● Problems:
• A. Translate the sentence "Don't forget to make sure you have your date indicator off." from the photo contest thread into Spanish.
• B. Rename "Tucker" to "Cooper" and write out the part of the photo contest thread that opens with the words "## Ninde'Gold (Oct" and closes with "(Nov 1, 2006)".

● Given passage:
# February's Photo Contest - Official Calendar Photos



## RickGibbs (Dec 16, 2005)

Submit your photos until 12:00 am on February 15th (the end of February 14th...).

February themes - anything you think has to do with February. I'm sure some still have snow, Valentines Day, etc. Anything that February means to you. And just a reminder....goldens only, for the calendar contest.

Don't forget to make sure you have your date indicator off. I'd have a tough time editing the date imprint off of a final shot...

You can submit your picture in this thread or e-mail it to me at [email protected]. When posting here in this thread, you'll probably have to resize the photo down some....but you can e-mail me to original. I will need top quality resolution especially for the winner, since it will be in the calendar...

Any questions, let me know...


----------



## Booker (Nov 14, 2006)

Ok question?.....how do we submit bye 15 Feb at the end of Jan 14th???? hehehehe


----------



## RickGibbs (Dec 16, 2005)

Booker said:


> Ok question?.....how do we submit bye 15 Feb at the end of Jan 14th???? hehehehe


Thank you....I fixed it. Lot's of cut and pasting this morning...so I missed that one....


----------



## Ninde'Gold (Oct 21, 2006)

I dunno... lol

Here's Tucker flying through sky because he's in love with his stick? haha


----------



## Carsonsdaddy (Nov 1, 2006)

● Given information:
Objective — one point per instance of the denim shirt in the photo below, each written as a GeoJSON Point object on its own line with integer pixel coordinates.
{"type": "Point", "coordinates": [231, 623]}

● Answers for this exercise:
• A. No olvides asegurarte de tener apagado el indicador de fecha.

• B.
## Ninde'Gold (Oct 21, 2006)

I dunno... lol

Here's Cooper flying through sky because he's in love with his stick? haha


----------



## Carsonsdaddy (Nov 1, 2006)